begin Source records

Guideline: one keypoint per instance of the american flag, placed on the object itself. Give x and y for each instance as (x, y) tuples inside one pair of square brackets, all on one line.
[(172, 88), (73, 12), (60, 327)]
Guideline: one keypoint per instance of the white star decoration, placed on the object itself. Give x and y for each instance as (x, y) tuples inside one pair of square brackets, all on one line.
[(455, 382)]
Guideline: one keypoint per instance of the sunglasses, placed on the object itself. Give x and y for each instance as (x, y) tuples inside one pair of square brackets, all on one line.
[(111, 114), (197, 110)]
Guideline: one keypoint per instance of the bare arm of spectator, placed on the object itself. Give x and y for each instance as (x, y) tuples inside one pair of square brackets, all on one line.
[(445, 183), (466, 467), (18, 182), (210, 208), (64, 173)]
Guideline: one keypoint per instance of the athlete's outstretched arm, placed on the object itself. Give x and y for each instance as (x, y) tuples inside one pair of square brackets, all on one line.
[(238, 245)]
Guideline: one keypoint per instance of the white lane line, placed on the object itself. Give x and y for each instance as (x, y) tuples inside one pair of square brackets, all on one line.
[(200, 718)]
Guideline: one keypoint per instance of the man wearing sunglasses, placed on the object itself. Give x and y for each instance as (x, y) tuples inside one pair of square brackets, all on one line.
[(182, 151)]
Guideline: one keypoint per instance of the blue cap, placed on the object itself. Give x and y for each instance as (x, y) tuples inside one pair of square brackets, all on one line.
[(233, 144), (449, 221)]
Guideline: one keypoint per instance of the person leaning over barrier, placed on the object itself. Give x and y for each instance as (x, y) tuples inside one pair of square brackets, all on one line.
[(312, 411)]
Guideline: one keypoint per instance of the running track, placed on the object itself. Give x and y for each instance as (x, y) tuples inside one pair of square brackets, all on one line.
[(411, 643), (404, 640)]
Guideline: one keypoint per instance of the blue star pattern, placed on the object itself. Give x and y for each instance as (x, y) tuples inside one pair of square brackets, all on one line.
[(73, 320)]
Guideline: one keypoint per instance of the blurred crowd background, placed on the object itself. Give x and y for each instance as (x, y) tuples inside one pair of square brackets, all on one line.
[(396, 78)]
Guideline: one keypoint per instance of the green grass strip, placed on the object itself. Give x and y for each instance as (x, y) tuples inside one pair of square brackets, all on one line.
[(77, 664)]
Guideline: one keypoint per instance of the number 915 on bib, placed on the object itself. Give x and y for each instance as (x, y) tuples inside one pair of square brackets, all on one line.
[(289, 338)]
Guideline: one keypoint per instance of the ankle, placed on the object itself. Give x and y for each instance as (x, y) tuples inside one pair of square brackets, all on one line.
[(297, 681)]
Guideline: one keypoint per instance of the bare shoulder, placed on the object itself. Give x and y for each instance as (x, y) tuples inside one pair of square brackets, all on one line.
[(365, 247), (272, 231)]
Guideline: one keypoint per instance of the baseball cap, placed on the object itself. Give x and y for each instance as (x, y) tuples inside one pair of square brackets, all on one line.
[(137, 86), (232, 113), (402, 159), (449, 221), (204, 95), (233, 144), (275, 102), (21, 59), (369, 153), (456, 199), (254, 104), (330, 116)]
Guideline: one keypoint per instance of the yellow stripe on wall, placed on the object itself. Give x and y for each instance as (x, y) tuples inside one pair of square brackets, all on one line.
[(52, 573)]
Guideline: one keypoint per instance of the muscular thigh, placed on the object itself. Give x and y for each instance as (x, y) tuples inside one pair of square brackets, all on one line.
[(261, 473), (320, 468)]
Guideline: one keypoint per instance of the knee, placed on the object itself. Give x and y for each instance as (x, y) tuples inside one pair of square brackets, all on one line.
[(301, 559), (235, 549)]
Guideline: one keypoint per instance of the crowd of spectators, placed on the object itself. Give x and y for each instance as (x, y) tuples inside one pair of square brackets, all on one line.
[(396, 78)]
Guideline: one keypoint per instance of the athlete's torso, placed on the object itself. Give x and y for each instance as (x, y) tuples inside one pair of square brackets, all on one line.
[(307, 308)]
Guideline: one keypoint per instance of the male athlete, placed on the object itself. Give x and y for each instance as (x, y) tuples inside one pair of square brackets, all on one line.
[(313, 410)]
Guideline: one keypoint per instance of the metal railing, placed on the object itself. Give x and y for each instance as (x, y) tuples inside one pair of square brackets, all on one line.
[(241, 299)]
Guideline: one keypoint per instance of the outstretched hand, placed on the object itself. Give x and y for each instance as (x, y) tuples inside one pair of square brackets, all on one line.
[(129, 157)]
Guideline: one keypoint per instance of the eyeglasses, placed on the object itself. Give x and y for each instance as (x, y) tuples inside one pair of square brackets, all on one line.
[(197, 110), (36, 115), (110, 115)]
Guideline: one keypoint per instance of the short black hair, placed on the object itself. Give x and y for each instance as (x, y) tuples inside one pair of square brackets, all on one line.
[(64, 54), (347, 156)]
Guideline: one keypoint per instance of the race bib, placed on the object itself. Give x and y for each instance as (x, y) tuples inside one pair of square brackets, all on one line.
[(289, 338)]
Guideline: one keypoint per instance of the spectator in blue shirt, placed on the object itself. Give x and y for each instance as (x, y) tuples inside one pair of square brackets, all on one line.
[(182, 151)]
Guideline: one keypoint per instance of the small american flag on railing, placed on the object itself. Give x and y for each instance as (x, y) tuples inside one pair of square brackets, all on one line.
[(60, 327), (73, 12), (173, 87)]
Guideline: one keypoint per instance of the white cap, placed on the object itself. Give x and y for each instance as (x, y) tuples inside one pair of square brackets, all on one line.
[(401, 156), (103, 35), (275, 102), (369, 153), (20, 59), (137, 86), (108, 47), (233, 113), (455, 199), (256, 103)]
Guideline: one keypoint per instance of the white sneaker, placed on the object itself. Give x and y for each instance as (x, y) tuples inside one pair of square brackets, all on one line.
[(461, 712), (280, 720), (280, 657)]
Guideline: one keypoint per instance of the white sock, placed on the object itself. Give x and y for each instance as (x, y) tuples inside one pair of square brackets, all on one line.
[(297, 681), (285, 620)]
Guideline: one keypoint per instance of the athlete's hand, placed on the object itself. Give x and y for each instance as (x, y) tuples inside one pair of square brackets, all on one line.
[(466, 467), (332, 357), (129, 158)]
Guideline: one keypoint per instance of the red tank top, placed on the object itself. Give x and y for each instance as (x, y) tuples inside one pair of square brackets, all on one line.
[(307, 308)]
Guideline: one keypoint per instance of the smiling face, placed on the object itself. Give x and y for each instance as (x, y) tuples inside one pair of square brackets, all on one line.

end Source records

▶ **What you will do**
Present every line of the items above as a Markdown table with the columns Row and Line. Put the row number in the first column and the line in the second, and omit blank lines.

▶ **Completed exercise**
| Row | Line |
|---|---|
| 1 | Guideline: one keypoint per instance of the american flag, placed on the object itself. Give x and y for each instance as (x, y) tuples inside one pair of square brackets, all on one line. |
| 2 | [(172, 88), (73, 12), (60, 327)] |
| 3 | Guideline: one keypoint per instance of the white star decoration, placed on the object itself. Give x and y for each instance as (x, y) tuples inside one pair of square brackets, all on one line. |
| 4 | [(455, 382)] |
| 5 | Guideline: one keypoint per instance of the sunglasses, placed on the object itself. Give x and y for each instance as (x, y) tuples inside one pair of square brackets, all on one line. |
| 6 | [(111, 114), (197, 110)] |
| 7 | Guideline: one keypoint per instance of the bare arm of spectator, placed on the object itself. Give x and y for each instance as (x, y) tuples inside one pair of square brackets, all on one line. |
| 8 | [(445, 183), (466, 467), (18, 182), (210, 208), (64, 173)] |
| 9 | Guideline: one keypoint per instance of the athlete's outstretched arm, placed on the object itself. Give x and y for each instance as (x, y) tuples inside one pair of square brackets, all on one line. |
| 10 | [(238, 245)] |
| 11 | Guideline: one keypoint per instance of the white lane line, placed on the object itself. Give x and y for each instance as (x, y) tuples inside one pair of square brackets, all on one line. |
| 12 | [(200, 718)] |
| 13 | Guideline: one keypoint per instance of the man wearing sunglasses, placed on the object itself. Give x and y for each instance as (x, y) tuples inside one pair of square brackets, all on one line. |
| 14 | [(182, 151)] |
| 15 | Guideline: one keypoint per instance of the blue cap, placed on the object itself. Give x and y for each instance as (x, y) tuples inside one pair of square brackets, all on one line. |
| 16 | [(233, 144), (449, 221)] |
| 17 | Guideline: one keypoint per instance of the person leaning over barrier, placed on the object itself. Give x and y for each instance as (x, y) tuples inside one pair of square brackets, all on one line. |
| 18 | [(312, 411)] |
| 19 | Guideline: one keypoint per instance of the running track, placed on the object itself. Give x and y for each instance as (x, y) tuples inside one pair of square brackets, all on one line. |
| 20 | [(411, 643), (404, 640)] |
| 21 | Guideline: one keypoint per instance of the blue star pattern, placed on the object itself. Give x and y for each instance as (x, y) tuples inside one pair of square brackets, all on one line. |
| 22 | [(73, 320)] |
| 23 | Guideline: one keypoint per instance of the blurred crowd background, placed on the object itself. Give x and y for each instance as (x, y) tuples inside one pair of square brackets, all on one line. |
| 24 | [(396, 78)] |
| 25 | Guideline: one keypoint per instance of the green grass strip, placed on the object itself. Give x and y for each instance as (x, y) tuples inside one pair of square brackets, all on one line. |
| 26 | [(77, 664)] |
| 27 | Guideline: one keypoint per instance of the number 915 on bib, placed on the object itself. Give x and y for each instance as (x, y) tuples inside one pair of square brackets, all on one line. |
| 28 | [(289, 338)] |
| 29 | Guideline: one keypoint per instance of the ankle, placed on the object itself. Give x and y for each instance as (x, y) tuples inside one pair of square brackets, all on one line. |
| 30 | [(297, 681)] |
| 31 | Guideline: one keypoint per instance of the bare shoulder, placed on the object itself. Give x and y for each instance as (x, y) tuples inside one pair of square brackets, all on one line. |
| 32 | [(365, 247), (272, 231)] |
| 33 | Guideline: one keypoint per instance of the baseball cap, placed on the object itself. Give x and y for each instance as (x, y) tuples inside one pair of square brackets, all on one line. |
| 34 | [(137, 86), (232, 113), (402, 159), (449, 221), (204, 95), (233, 144), (275, 102), (21, 59), (369, 153), (456, 199), (254, 104), (330, 116)] |
| 35 | Guideline: one keypoint per instance of the yellow stripe on wall, placed on the object itself. Give x and y for each instance as (x, y) tuples inside one pair of square brackets, all on one line. |
| 36 | [(52, 573)] |
| 37 | Guideline: one keypoint per instance of the muscular thigh, placed on the object itself. Give x and y for each instance as (x, y) tuples inside one pair of square brackets, all on one line. |
| 38 | [(261, 473), (320, 468)] |
| 39 | Guideline: one keypoint per instance of the knee, placed on the object itself. Give x and y for each instance as (x, y) tuples inside one pair of square brackets, all on one line. |
| 40 | [(301, 559), (235, 549)] |
| 41 | Guideline: one keypoint per instance of the crowd of spectators, placed on the object itself. Give x and y for each instance as (x, y) tuples inside one pair of square brackets, all on one line. |
| 42 | [(396, 78)] |
| 43 | Guideline: one keypoint per instance of the athlete's torso, placed on the object itself. Give x and y for each instance as (x, y) tuples inside one pair of square brackets, all on one line. |
| 44 | [(307, 308)] |
| 45 | Guideline: one keypoint per instance of the male athlete, placed on the object itself. Give x and y for each instance as (x, y) tuples inside one pair of square brackets, all on one line. |
| 46 | [(313, 410)] |
| 47 | Guideline: one keypoint per instance of the metal railing, placed on the object itself. Give x and y for each instance as (x, y) tuples inside one pair of square brackets, all on one line. |
| 48 | [(241, 299)] |
| 49 | Guideline: one keypoint per instance of the outstretched hand, placed on the object itself. Give x and y for each instance as (x, y) tuples inside one pair of square brackets, all on one line. |
| 50 | [(129, 157)] |
| 51 | Guideline: one keypoint per instance of the eyeglasses, placed on the object itself. Give x and y for each instance as (x, y) tuples inside one pair of square brackets, all on one line. |
| 52 | [(197, 110), (36, 115), (110, 115)] |
| 53 | Guideline: one keypoint per instance of the short black hair, placed on the object itself. Give x and y for each instance as (x, y) tuples inside one pair of square brackets, all on one line. |
| 54 | [(64, 54), (347, 156)] |
| 55 | Guideline: one keypoint per instance of the race bib, placed on the object itself. Give x and y for each instance as (x, y) tuples inside one pair of square brackets, all on one line. |
| 56 | [(289, 338)] |
| 57 | Guideline: one keypoint per instance of the spectator in blue shirt, placed on the object itself. Give x and y for each instance as (x, y) tuples inside one pair of square brackets, all on one line. |
| 58 | [(182, 151)] |
| 59 | Guideline: one keypoint per instance of the small american flag on railing, placed on the object itself. Give x and y for each instance as (x, y) tuples inside one pair of square brackets, all on one line. |
| 60 | [(60, 327), (73, 12), (173, 87)] |
| 61 | Guideline: one keypoint per instance of the white cap, placed on the object itself. Give x and y for each instance as (x, y) tuples inside one pair of square brackets, all on one line. |
| 62 | [(401, 156), (103, 35), (275, 102), (369, 153), (20, 59), (137, 86), (108, 47), (233, 113), (455, 199), (256, 103)] |
| 63 | Guideline: one keypoint per instance of the white sneaker, placed on the object itself. Give x and y for each instance as (x, y) tuples inside one pair of square brackets, all on one line. |
| 64 | [(461, 712), (280, 720), (280, 657)] |
| 65 | Guideline: one keypoint per instance of the white sock, placed on the object itself. Give x and y for each instance as (x, y) tuples inside one pair of square brackets, all on one line. |
| 66 | [(297, 681), (285, 620)] |
| 67 | Guideline: one keypoint per instance of the athlete's hand, placed on the object itself. Give x and y for each instance as (x, y) tuples inside one pair of square brackets, all on one line. |
| 68 | [(466, 467), (332, 357), (129, 158)] |
| 69 | Guideline: one keypoint per instance of the red tank top, placed on the object itself. Give x and y for each instance as (x, y) tuples inside one pair of square brackets, all on one line. |
| 70 | [(307, 308)] |
| 71 | Guideline: one keypoint per instance of the smiling face, placed on the object itself. Give x and y for each instance as (x, y) tuples inside one pair of square brackets, all on one line. |